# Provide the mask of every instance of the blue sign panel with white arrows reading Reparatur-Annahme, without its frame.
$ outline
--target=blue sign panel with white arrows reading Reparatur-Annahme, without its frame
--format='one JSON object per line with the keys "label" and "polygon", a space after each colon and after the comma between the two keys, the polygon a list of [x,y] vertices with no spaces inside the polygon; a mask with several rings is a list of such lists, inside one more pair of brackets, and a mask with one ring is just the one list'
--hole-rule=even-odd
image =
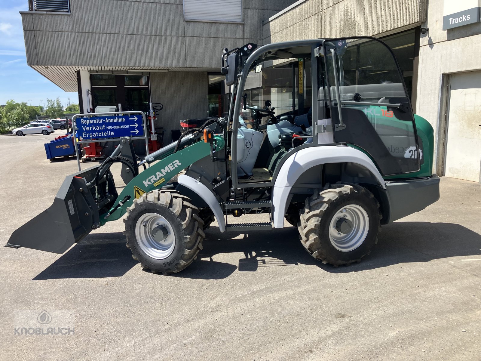
{"label": "blue sign panel with white arrows reading Reparatur-Annahme, without its frame", "polygon": [[75,126],[77,136],[82,140],[144,135],[143,119],[139,114],[76,118]]}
══════
▶ WORK ORDER
Pictures aside, transcribe exactly the lines from the line containing "--target=blue sign panel" through the final line of the material above.

▶ YOUR RESPONSE
--target=blue sign panel with white arrows reading Reparatur-Annahme, without its frame
--format='one JSON object per line with the keys "label" and "polygon", a space after each colon and after the comma between the two keys, the polygon a list of [x,y] vertices with no spaces inside the polygon; a mask with several rings is a list of such lists, inside one more pair of brackets, and a mask with one ring is just the one list'
--hole-rule=even-odd
image =
{"label": "blue sign panel with white arrows reading Reparatur-Annahme, without its frame", "polygon": [[75,126],[77,136],[82,140],[144,135],[143,119],[139,114],[76,118]]}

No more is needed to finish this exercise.